>> begin PROVIDED RECORDS

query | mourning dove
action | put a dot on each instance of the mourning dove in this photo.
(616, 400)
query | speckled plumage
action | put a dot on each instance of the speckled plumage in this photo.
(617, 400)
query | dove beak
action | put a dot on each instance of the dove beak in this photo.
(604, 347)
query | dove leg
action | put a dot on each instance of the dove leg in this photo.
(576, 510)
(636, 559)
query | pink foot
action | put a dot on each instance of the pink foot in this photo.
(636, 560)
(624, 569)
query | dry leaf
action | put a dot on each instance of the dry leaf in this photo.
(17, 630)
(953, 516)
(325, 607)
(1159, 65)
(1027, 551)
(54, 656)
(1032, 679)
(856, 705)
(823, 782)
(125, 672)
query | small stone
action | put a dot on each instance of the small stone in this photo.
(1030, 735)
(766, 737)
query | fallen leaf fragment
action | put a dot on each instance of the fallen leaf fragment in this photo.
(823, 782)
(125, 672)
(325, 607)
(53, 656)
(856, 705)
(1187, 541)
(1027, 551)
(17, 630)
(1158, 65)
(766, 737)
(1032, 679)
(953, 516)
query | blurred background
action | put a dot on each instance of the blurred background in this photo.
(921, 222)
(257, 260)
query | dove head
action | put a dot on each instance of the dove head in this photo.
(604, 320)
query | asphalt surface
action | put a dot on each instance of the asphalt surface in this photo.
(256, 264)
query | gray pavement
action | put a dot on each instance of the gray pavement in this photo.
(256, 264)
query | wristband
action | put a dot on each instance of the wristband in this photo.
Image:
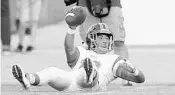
(71, 31)
(136, 72)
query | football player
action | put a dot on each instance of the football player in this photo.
(92, 68)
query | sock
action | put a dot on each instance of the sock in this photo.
(33, 79)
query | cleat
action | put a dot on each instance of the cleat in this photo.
(19, 48)
(29, 48)
(88, 67)
(20, 76)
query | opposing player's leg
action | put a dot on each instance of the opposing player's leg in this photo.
(35, 9)
(125, 70)
(90, 20)
(23, 18)
(115, 22)
(56, 78)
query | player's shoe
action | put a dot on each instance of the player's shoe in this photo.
(19, 74)
(88, 67)
(19, 48)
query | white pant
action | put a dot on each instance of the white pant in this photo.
(29, 10)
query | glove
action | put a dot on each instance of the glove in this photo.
(69, 2)
(75, 16)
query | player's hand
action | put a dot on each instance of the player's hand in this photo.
(75, 16)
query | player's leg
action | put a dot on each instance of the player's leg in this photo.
(88, 75)
(115, 22)
(125, 70)
(90, 20)
(35, 7)
(56, 78)
(23, 18)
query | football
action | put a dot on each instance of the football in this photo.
(75, 16)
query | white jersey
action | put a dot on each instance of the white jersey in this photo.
(104, 63)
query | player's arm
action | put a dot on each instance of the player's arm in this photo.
(125, 70)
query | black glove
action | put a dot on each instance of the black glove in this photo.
(69, 2)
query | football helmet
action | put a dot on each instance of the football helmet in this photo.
(92, 34)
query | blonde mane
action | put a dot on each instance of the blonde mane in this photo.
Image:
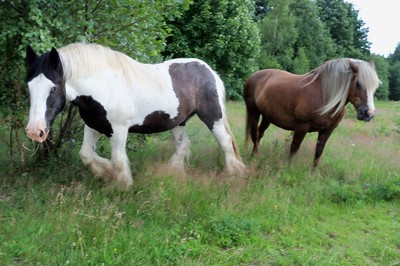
(336, 76)
(82, 59)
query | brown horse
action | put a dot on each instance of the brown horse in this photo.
(313, 102)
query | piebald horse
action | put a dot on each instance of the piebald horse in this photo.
(313, 102)
(116, 95)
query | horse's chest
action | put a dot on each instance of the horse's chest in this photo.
(94, 114)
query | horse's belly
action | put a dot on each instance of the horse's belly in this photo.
(155, 122)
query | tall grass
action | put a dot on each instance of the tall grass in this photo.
(345, 212)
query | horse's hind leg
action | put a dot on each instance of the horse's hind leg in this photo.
(121, 168)
(298, 137)
(99, 166)
(182, 144)
(322, 139)
(223, 134)
(261, 129)
(253, 117)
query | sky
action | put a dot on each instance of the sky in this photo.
(382, 17)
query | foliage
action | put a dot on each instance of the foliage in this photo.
(137, 28)
(345, 212)
(345, 27)
(223, 34)
(394, 69)
(382, 69)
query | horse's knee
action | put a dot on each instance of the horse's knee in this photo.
(86, 157)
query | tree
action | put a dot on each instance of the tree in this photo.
(345, 28)
(137, 28)
(313, 38)
(278, 36)
(223, 34)
(382, 69)
(394, 74)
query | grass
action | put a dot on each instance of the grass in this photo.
(345, 212)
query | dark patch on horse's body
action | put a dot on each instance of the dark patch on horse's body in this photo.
(94, 114)
(195, 78)
(50, 66)
(195, 87)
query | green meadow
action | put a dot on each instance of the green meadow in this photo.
(344, 212)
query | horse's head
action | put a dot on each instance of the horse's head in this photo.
(47, 92)
(362, 88)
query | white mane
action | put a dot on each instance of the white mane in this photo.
(336, 76)
(82, 59)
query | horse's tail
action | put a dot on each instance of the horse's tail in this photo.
(234, 143)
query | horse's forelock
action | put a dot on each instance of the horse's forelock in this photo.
(368, 77)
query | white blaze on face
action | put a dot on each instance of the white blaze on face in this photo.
(371, 105)
(39, 90)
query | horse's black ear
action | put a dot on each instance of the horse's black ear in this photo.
(353, 67)
(54, 58)
(30, 55)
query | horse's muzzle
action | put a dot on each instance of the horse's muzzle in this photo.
(36, 134)
(364, 114)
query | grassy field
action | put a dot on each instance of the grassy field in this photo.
(345, 212)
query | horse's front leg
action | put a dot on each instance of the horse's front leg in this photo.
(182, 145)
(323, 137)
(122, 177)
(100, 167)
(298, 137)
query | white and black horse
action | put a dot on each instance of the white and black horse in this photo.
(116, 95)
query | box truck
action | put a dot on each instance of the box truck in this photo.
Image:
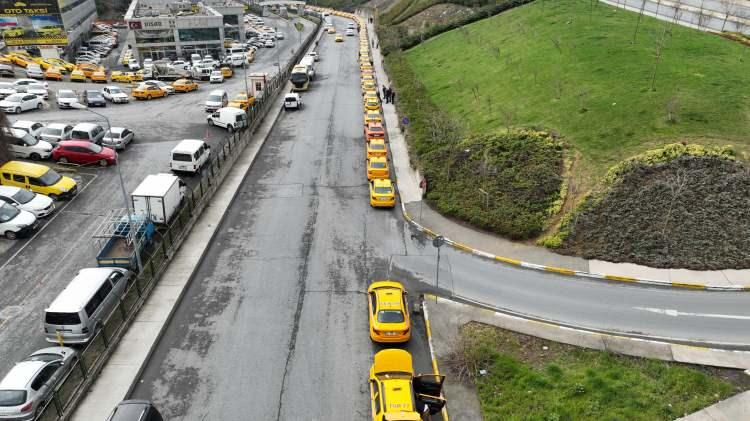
(158, 197)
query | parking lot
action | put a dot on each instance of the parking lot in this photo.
(36, 269)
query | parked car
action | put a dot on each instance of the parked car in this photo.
(31, 127)
(26, 200)
(135, 410)
(94, 98)
(18, 103)
(66, 98)
(118, 137)
(115, 95)
(31, 382)
(84, 153)
(55, 132)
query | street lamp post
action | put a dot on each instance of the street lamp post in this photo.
(80, 106)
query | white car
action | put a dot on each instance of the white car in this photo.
(216, 77)
(55, 132)
(66, 98)
(292, 101)
(118, 138)
(34, 72)
(27, 146)
(115, 94)
(31, 127)
(18, 103)
(16, 223)
(7, 88)
(38, 204)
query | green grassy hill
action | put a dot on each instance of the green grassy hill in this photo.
(573, 68)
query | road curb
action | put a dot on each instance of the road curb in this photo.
(571, 272)
(435, 369)
(655, 348)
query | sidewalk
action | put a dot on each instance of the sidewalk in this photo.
(492, 246)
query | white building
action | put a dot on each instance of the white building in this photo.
(160, 28)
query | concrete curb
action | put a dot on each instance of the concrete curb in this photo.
(435, 369)
(570, 272)
(619, 344)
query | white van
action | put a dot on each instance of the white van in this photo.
(189, 155)
(216, 99)
(229, 117)
(81, 308)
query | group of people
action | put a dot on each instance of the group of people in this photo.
(389, 95)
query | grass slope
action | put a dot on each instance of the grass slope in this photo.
(534, 379)
(573, 68)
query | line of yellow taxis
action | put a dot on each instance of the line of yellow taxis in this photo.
(397, 393)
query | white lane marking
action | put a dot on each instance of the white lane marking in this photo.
(676, 313)
(58, 212)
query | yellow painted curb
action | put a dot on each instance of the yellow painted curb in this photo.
(562, 271)
(619, 278)
(691, 286)
(507, 260)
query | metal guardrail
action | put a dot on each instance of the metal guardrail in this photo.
(71, 389)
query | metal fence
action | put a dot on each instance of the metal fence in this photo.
(70, 389)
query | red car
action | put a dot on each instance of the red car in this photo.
(374, 130)
(83, 152)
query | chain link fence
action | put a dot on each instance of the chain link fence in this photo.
(70, 389)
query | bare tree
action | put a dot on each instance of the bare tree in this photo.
(638, 22)
(728, 6)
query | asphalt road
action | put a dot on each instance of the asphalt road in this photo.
(34, 270)
(274, 324)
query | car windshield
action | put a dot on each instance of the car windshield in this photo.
(23, 196)
(12, 397)
(390, 316)
(49, 178)
(7, 212)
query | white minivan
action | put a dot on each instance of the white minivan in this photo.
(189, 155)
(78, 312)
(228, 117)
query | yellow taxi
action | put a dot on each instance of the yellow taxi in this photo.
(100, 75)
(368, 85)
(241, 101)
(372, 117)
(389, 312)
(148, 92)
(377, 167)
(394, 388)
(376, 147)
(88, 68)
(227, 72)
(21, 174)
(53, 73)
(372, 104)
(77, 75)
(382, 194)
(118, 76)
(184, 85)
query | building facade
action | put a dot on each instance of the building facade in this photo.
(175, 30)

>> end PROVIDED RECORDS

Word for word, quote the lines from the line containing "query | white lane marking" through the end of the material, both included, and nothing else.

* ANSWER TO THIS EXERCISE *
query | white lane marking
action | put a dot on each instance of the white lane marking in this photo.
(676, 313)
(58, 212)
query | yellow painted curb
action | put a dot on each instance of the yellow painted curb in this photo.
(562, 271)
(619, 278)
(691, 286)
(507, 260)
query | metal guardrail
action | put a dot on each instance of the metal guardrail in this photo.
(71, 389)
query | metal fence
action | put a dot on each instance of the metal fence in this photo.
(70, 389)
query | red car
action | put a dot on each instance of the red car in this photo.
(374, 130)
(83, 152)
query | chain link fence
action | put a dot on each instance of the chain link fence in this photo.
(70, 389)
query | bare tree
action | put a dot on each instance of the bare tree in this photo.
(638, 22)
(728, 6)
query | asphalt road
action | put a dot on each instance of the asphalt road in this photo.
(34, 270)
(274, 324)
query | car windshield
action | put a dot on each instance of the car windshield in this photo.
(23, 196)
(12, 397)
(390, 316)
(49, 178)
(7, 212)
query | white minivan
action | put a dot on each instance of the white minivan in this photo.
(189, 155)
(78, 312)
(228, 117)
query | yellow taxi
action | put a dot on each instance of the yellow taxi in this photo.
(100, 75)
(368, 85)
(241, 101)
(372, 117)
(389, 312)
(148, 92)
(377, 167)
(394, 388)
(376, 147)
(88, 68)
(227, 72)
(21, 174)
(53, 73)
(372, 104)
(77, 75)
(382, 194)
(118, 76)
(184, 85)
query | building facade
action | put a dot on each instance of the building facade in this photo.
(175, 30)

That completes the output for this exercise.